**WHAT IS ASKED:**
Copy the lines below word for word, omitting the pictures.

[Excerpt from a data file]
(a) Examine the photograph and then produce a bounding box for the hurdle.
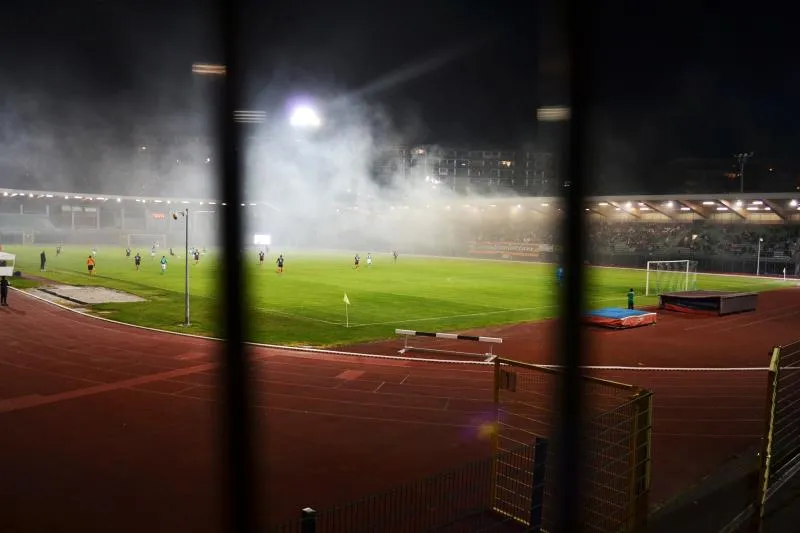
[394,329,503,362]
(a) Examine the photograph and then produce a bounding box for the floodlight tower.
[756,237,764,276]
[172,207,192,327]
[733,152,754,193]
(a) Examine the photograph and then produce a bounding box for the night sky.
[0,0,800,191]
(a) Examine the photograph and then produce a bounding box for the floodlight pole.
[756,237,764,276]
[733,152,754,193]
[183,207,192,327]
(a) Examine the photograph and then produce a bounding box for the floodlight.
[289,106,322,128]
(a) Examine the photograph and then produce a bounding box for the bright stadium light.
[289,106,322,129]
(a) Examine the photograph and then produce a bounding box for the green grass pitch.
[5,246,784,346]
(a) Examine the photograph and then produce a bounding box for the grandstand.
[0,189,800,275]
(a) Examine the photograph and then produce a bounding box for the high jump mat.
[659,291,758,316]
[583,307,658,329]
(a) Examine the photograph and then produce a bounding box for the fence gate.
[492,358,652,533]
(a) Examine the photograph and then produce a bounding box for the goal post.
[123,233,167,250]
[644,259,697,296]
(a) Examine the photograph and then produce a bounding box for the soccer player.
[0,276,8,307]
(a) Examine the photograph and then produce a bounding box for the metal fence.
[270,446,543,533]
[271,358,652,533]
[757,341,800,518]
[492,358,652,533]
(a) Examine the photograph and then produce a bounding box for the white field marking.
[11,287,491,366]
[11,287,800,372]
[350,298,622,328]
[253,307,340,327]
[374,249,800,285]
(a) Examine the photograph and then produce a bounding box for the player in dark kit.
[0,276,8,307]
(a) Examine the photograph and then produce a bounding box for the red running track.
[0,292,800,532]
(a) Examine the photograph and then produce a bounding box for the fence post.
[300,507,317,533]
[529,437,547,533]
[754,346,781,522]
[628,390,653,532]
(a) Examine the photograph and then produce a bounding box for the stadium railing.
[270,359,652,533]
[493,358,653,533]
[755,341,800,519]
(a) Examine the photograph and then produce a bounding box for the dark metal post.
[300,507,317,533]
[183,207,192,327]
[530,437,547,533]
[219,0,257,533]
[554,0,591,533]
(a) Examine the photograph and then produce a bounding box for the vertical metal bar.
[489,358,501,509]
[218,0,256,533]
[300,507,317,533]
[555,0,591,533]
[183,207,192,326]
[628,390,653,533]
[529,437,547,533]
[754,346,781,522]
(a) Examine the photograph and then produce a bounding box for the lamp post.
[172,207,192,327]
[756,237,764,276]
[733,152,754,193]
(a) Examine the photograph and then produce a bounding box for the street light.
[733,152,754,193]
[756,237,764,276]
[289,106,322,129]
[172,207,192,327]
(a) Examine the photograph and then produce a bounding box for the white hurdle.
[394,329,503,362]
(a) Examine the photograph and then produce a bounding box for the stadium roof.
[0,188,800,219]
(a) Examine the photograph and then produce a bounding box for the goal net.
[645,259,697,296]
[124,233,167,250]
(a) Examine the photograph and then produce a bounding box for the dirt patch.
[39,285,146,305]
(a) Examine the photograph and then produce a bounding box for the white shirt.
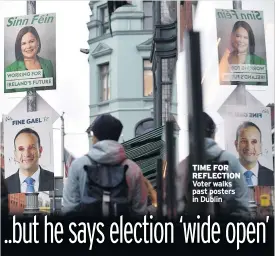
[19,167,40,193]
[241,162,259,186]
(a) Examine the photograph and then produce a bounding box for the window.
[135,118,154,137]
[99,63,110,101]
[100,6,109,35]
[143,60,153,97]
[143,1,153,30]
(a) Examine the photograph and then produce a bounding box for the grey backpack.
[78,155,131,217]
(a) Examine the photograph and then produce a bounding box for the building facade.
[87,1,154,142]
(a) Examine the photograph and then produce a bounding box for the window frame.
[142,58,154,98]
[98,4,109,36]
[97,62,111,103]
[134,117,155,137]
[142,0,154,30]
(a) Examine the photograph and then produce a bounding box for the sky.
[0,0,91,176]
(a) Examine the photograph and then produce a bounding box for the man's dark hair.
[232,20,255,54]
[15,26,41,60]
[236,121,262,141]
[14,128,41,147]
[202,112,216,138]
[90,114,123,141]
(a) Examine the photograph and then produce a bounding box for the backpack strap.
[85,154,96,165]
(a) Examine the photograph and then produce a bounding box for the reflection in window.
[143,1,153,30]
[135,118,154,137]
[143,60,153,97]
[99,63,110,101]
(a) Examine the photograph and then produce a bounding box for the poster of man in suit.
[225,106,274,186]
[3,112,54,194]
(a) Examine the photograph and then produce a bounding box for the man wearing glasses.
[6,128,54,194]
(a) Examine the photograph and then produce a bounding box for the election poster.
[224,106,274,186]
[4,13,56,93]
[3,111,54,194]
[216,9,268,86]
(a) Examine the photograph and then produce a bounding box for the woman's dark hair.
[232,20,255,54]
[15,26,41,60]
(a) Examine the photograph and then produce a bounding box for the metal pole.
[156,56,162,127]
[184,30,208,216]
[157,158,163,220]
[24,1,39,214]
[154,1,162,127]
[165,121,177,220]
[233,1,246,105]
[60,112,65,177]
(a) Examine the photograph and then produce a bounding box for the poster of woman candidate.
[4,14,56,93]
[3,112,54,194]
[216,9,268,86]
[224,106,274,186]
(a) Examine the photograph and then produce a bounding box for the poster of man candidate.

**WORKED SOLUTION:**
(a) Examine the photograph and then produce a bounding box for the hurdle.
[394,329,503,362]
(a) Examine the photograph and then produce a bounding box for the floodlight tower.
[756,237,764,276]
[172,207,192,327]
[733,152,754,193]
(a) Examine the photograph and then produce a bounding box for the night sky.
[0,0,800,191]
(a) Examine the photograph and then produce a bounding box for the floodlight pole.
[756,237,764,276]
[733,152,754,193]
[183,207,192,327]
(a) Examine the photograph and then produce a bounding box for the floodlight.
[289,106,322,128]
(a) Examine the photograph and then produce a bounding box for the bright stadium light.
[289,106,322,129]
(a) Examine the photograph and then produce a bounding box for the green grass pitch.
[5,246,784,346]
(a) Examine the photograph and then produce a bounding box for the grandstand.
[0,189,800,275]
(a) Examine the photograph and then produce a bounding box for the high jump mat.
[659,291,758,316]
[583,307,658,329]
(a) Examine the photograph and then produce a bounding box for the fence gate.
[492,358,652,533]
(a) Examine the photograph and then produce a bounding box for the goal post.
[123,233,167,250]
[644,259,697,296]
(a) Examine the photograph and then produce a bounding box for the soccer player.
[0,276,8,307]
(a) Examine the photograph and then produce a bounding box for the metal fence.
[270,446,543,533]
[271,358,652,533]
[757,341,800,518]
[492,358,652,533]
(a) Examine the photograph and then produce a bounding box for the white field marking.
[11,287,491,366]
[11,287,800,372]
[350,298,622,328]
[253,307,340,327]
[374,249,800,285]
(a) Examine the photograph and then produce a bounding box for the player in dark kit.
[0,276,8,307]
(a) Examine the photograph and then produce a bounding box for the red running track.
[0,292,800,532]
(a) Examine the photograph and then produce a bounding box for the fence post.
[300,507,317,533]
[529,437,547,533]
[754,346,781,522]
[628,390,653,532]
(a) Examine the photograph and then produce a bounding box for the stadium railing.
[270,359,652,533]
[493,358,653,533]
[755,341,800,519]
(a) Examine the photograph and then produce a bounding box for the dark metal post.
[300,507,317,533]
[183,207,192,327]
[530,437,547,533]
[219,0,257,533]
[554,0,591,533]
(a) Examine the photograph and then produce a bounding box for the vertical metal bar.
[489,358,501,509]
[218,0,256,533]
[300,507,317,533]
[555,0,591,533]
[183,207,192,326]
[628,390,653,533]
[529,437,547,533]
[754,346,781,522]
(a) Examine the photograph and then produce a bounding box for the lamp post.
[172,207,192,327]
[756,237,764,276]
[733,152,754,193]
(a) Examine the photograph and then produce a bounding box for the street light.
[733,152,754,193]
[756,237,764,276]
[289,106,322,129]
[172,207,192,327]
(a) Examine the photograph and then produce a bounding box for the white hurdle.
[394,329,503,362]
(a) Examine the photograph and then produce a bounding box for the stadium roof.
[0,188,800,219]
(a) Examine the photograph and then produce a bounding box for the goal net.
[645,259,697,296]
[124,233,167,250]
(a) Examine the photograph and then produce a bounding box for the dirt patch.
[39,285,146,305]
(a) Examine the photograph and then produce a bounding box for the white shirt.
[19,167,40,193]
[241,162,259,186]
(a) Examine the photograph and then produce a bounding box for the window.
[135,118,154,137]
[99,63,110,101]
[100,6,109,35]
[143,60,153,97]
[143,1,153,30]
(a) Examine the photograph and then produce a bounding box for the grey backpack.
[78,155,131,217]
(a) Examine the photograph and then produce a bounding box for the building facade.
[87,1,154,142]
(a) Examine the photograph and then produce a bounding box for the window frame.
[142,58,154,98]
[98,4,109,36]
[97,62,111,103]
[134,117,155,137]
[142,0,154,30]
(a) Examine the photograph and then produce a bounding box for the sky.
[0,0,91,176]
(a) Examine the photograph and then produce a bounding box for the man's dark hair.
[232,20,255,54]
[15,26,41,60]
[236,121,262,141]
[14,128,41,147]
[202,112,216,138]
[90,114,123,141]
(a) Examine the photograph and then produce a bounding box for the backpack strap.
[85,154,96,165]
(a) Examine the photograph and then produce a bounding box for the reflection in window.
[143,1,153,30]
[135,118,154,137]
[143,60,153,97]
[99,63,110,101]
(a) Examine the photograph and then produce a bounding box for the poster of man in suit.
[225,106,274,186]
[3,112,54,194]
(a) Examine the photograph and then produce a bounding box for the man wearing glasses.
[6,128,54,194]
(a) Examine the photograph and then produce a bounding box for the election poster.
[224,106,274,186]
[4,13,56,93]
[3,111,54,194]
[216,9,268,86]
(a) Examine the photograph and then produce a bounding box for the woman's dark hair.
[232,20,255,54]
[15,26,41,60]
(a) Examine the photograph and then produce a bounding box for the metal pole.
[156,56,162,127]
[184,30,208,216]
[157,158,163,220]
[24,1,39,214]
[154,1,162,127]
[165,121,177,220]
[233,1,246,105]
[60,112,65,177]
(a) Examine the photograph and then produce a bounding box for the poster of woman candidate.
[4,14,56,93]
[3,112,54,194]
[216,9,268,86]
[224,106,274,186]
(a) Examine the photograph and then produce a bounding box for the poster of man candidate.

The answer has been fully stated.